* **WHAT TO WORK ON**:
Start at the line with "Target: calf's head" in the records below, stop at the line with "Target: grassy ground", and return every line in that span exactly, the two end lines included.

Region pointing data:
■ ■ ■ ■ ■

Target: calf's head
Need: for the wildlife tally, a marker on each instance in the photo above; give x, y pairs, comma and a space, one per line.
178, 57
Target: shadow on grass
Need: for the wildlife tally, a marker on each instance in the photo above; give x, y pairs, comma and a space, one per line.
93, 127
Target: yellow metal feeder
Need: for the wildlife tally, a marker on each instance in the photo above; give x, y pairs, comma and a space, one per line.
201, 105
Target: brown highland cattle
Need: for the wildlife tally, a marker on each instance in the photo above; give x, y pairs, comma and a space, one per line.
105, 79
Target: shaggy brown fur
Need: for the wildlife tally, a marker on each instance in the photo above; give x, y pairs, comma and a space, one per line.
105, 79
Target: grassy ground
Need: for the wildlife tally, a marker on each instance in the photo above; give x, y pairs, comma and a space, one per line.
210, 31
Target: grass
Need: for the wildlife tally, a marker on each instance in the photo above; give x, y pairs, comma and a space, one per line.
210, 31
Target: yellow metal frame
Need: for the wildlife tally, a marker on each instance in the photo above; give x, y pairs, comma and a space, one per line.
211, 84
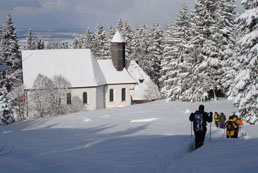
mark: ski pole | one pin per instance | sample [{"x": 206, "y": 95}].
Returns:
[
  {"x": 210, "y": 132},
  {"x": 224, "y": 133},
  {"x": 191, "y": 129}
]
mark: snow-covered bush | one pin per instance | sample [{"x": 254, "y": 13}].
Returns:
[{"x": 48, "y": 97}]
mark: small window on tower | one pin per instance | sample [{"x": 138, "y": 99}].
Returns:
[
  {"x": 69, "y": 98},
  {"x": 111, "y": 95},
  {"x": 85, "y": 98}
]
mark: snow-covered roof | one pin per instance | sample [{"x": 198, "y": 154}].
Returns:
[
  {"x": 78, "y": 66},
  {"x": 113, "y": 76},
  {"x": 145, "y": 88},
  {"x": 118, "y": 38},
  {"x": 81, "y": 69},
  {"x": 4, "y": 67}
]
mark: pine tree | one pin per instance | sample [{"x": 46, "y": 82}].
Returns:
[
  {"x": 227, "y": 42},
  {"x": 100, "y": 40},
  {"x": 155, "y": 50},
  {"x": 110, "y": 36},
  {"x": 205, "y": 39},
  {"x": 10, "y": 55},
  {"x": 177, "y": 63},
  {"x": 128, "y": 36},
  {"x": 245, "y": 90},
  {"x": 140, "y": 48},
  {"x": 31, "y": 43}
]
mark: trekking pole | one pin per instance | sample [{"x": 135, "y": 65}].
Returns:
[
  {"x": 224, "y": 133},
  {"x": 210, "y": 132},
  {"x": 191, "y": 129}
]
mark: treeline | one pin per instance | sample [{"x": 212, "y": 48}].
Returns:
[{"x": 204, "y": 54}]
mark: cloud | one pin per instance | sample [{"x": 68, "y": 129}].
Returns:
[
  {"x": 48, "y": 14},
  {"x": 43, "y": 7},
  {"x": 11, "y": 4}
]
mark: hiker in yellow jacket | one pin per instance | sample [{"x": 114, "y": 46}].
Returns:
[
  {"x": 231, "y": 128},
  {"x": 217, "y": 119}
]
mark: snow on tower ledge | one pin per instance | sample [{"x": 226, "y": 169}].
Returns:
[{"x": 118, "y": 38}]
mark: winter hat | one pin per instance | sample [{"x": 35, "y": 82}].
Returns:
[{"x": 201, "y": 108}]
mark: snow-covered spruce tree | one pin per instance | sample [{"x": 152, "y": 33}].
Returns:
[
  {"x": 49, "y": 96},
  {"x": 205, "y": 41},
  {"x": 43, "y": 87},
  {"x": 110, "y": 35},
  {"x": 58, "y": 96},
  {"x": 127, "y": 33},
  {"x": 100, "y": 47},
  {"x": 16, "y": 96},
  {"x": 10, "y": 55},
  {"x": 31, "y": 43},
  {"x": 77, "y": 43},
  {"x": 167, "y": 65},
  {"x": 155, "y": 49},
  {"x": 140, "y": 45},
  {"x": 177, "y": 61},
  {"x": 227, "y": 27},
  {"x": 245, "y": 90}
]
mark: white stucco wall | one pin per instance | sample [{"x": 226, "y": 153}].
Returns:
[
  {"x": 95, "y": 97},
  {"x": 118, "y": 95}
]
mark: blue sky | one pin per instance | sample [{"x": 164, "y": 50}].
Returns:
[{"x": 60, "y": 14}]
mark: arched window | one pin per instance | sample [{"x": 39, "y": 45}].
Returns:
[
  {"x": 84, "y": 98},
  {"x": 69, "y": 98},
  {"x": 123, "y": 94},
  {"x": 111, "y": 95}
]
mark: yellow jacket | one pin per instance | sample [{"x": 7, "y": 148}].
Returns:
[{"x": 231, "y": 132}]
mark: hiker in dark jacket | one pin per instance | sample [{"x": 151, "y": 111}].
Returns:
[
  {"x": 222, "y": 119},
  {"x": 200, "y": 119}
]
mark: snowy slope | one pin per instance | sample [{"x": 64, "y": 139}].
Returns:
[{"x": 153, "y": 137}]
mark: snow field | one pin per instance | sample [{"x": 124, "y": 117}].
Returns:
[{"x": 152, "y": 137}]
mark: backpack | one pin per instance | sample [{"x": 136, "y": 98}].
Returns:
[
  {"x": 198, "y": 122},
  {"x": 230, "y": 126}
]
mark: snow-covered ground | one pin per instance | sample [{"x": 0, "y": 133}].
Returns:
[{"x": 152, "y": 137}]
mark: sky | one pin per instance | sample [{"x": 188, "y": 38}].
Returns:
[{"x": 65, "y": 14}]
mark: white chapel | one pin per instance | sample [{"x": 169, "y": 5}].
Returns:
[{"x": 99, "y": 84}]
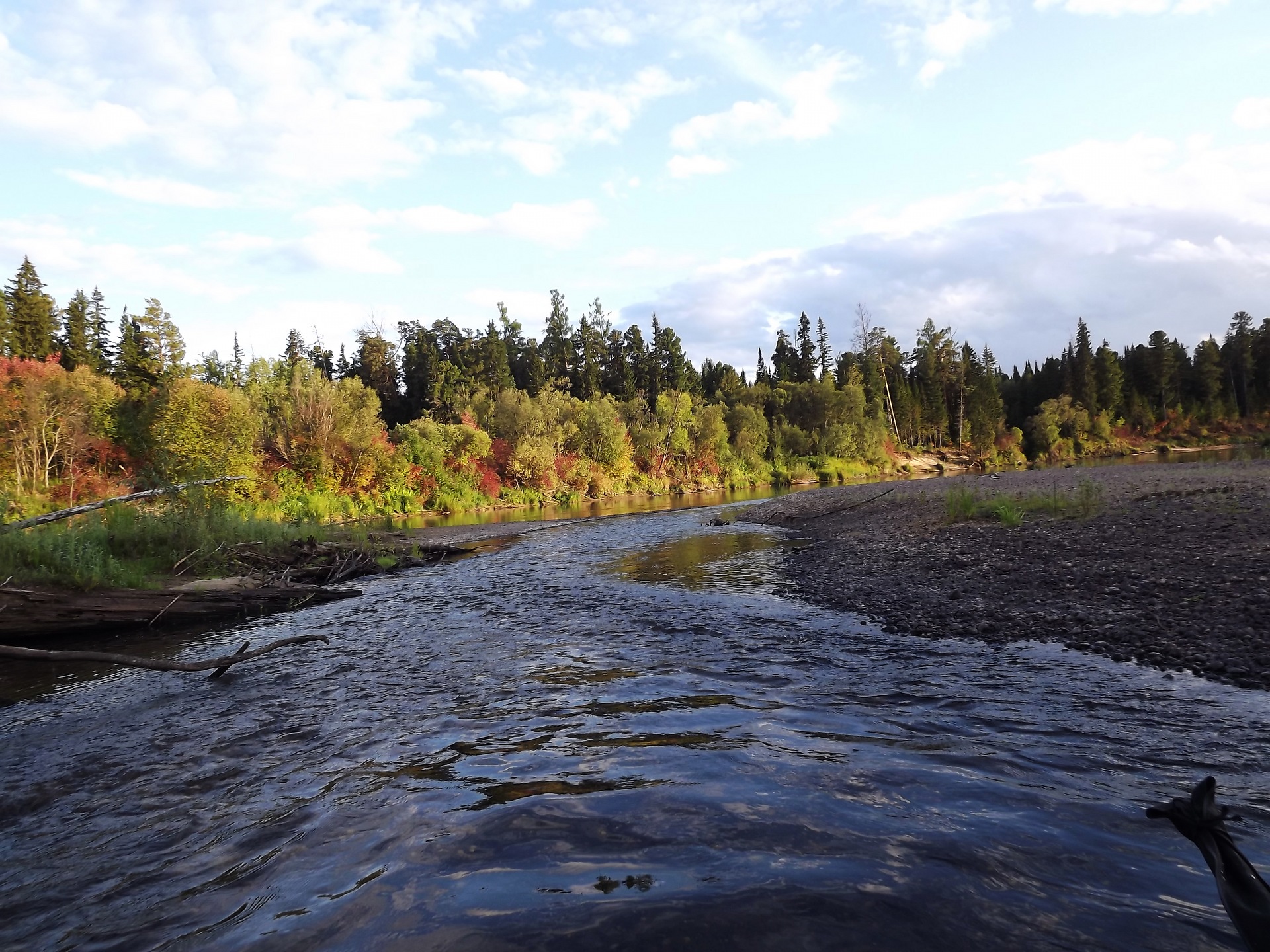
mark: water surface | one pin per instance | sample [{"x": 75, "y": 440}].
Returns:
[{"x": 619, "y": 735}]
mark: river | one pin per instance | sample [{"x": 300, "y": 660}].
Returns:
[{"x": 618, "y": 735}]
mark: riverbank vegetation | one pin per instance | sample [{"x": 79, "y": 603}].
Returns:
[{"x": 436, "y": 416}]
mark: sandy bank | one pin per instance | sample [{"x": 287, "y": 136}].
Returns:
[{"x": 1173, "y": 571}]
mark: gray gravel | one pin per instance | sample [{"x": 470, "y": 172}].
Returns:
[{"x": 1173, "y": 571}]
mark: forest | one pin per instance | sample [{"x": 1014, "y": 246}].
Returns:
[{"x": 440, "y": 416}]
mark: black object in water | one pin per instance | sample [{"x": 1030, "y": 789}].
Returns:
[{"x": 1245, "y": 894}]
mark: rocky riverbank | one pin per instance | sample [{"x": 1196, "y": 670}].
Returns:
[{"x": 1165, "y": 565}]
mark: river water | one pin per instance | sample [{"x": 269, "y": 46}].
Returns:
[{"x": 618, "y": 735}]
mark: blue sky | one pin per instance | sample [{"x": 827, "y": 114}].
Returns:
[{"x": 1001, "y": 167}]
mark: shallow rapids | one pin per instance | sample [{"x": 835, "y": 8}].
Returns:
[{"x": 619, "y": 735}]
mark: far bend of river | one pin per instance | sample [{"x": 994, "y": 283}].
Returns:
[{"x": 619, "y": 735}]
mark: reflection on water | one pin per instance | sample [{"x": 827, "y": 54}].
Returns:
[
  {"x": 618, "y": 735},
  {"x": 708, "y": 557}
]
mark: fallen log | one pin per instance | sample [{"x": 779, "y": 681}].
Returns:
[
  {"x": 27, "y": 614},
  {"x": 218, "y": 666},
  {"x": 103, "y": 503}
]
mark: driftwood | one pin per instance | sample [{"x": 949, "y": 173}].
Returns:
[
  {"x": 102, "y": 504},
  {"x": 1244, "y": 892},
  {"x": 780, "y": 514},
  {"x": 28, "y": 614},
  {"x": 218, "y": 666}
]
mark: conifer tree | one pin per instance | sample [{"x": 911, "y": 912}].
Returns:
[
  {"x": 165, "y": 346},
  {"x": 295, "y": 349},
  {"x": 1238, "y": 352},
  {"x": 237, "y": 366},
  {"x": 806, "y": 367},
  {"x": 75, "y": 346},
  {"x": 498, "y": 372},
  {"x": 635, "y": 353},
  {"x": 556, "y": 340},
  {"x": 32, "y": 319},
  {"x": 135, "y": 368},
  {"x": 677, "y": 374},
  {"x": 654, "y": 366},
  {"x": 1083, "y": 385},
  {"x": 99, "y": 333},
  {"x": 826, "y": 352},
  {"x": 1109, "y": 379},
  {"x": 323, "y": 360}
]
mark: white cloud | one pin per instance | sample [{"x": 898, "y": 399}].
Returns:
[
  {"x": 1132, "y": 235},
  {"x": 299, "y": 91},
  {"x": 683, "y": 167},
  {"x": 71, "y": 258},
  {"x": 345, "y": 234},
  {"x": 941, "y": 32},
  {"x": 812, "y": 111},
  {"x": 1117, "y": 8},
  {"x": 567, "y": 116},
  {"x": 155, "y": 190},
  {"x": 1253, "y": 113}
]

■ ■ ■ ■ ■

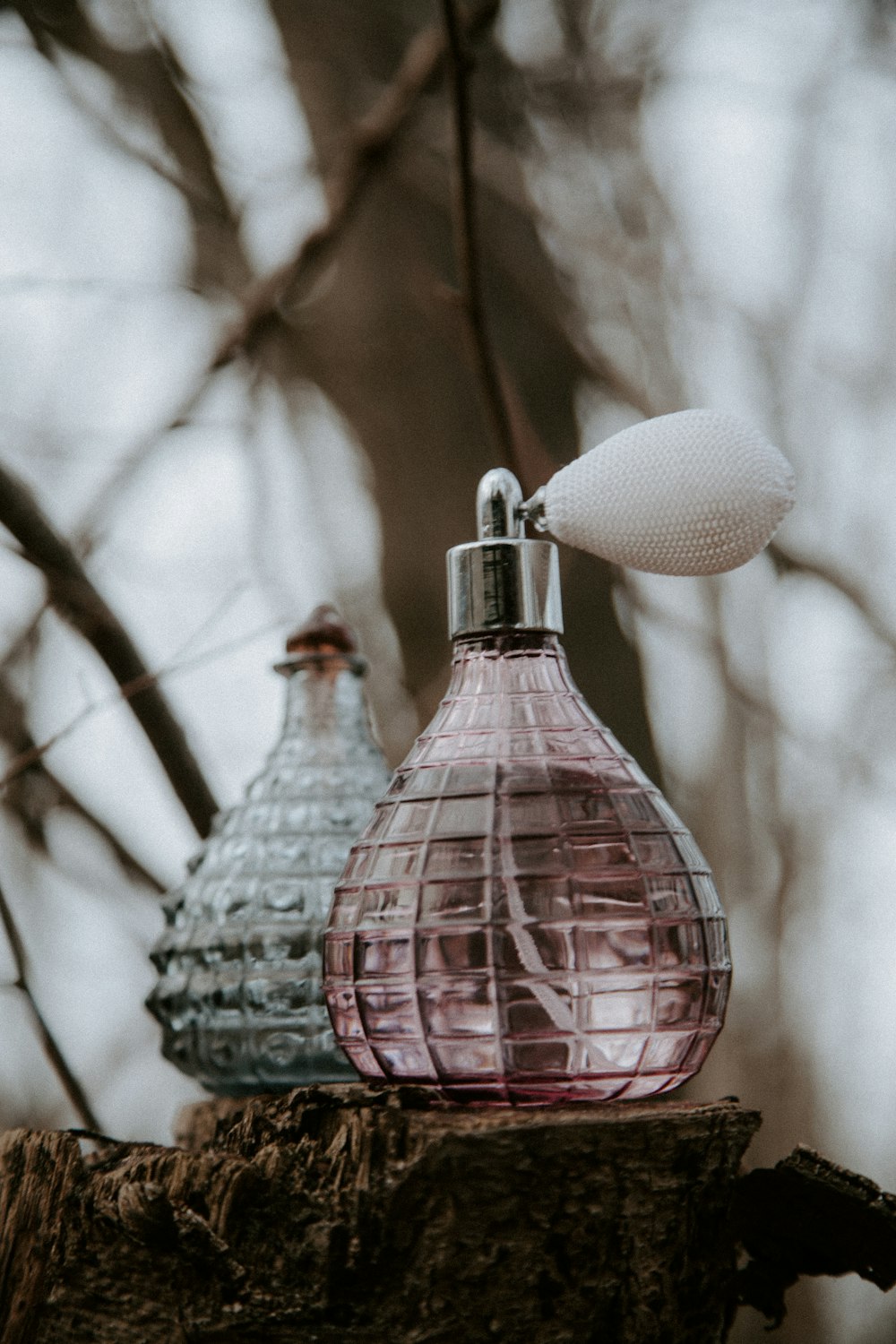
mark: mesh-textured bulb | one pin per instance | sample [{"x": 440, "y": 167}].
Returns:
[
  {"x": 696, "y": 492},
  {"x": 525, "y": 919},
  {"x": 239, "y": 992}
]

■ ■ ■ ■ ■

* **EXPECTED OUTPUT**:
Target: calf's head
Need: for the wildlife tally, a marker on each instance in the photo above; give x, y pairs, comma and a space, one per line.
178, 57
Target: shadow on grass
Need: for the wildlife tally, a marker on each instance in the photo above; give x, y pairs, comma and a space, one per line.
93, 127
Target: yellow metal feeder
Need: for the wildlife tally, a marker on each instance in the photo above; give x, y pairs, comma and a space, one per line.
201, 105
Target: brown highland cattle
Need: for the wildlife tally, a marker on each instance in the photo above; give x, y pairs, comma and a space, one per line.
105, 79
Target: shaggy brown fur
Need: for the wildlife tally, a marker on each instance in the photo above; give x, y pairs, comma and a space, one per line.
105, 79
Target: grassy ground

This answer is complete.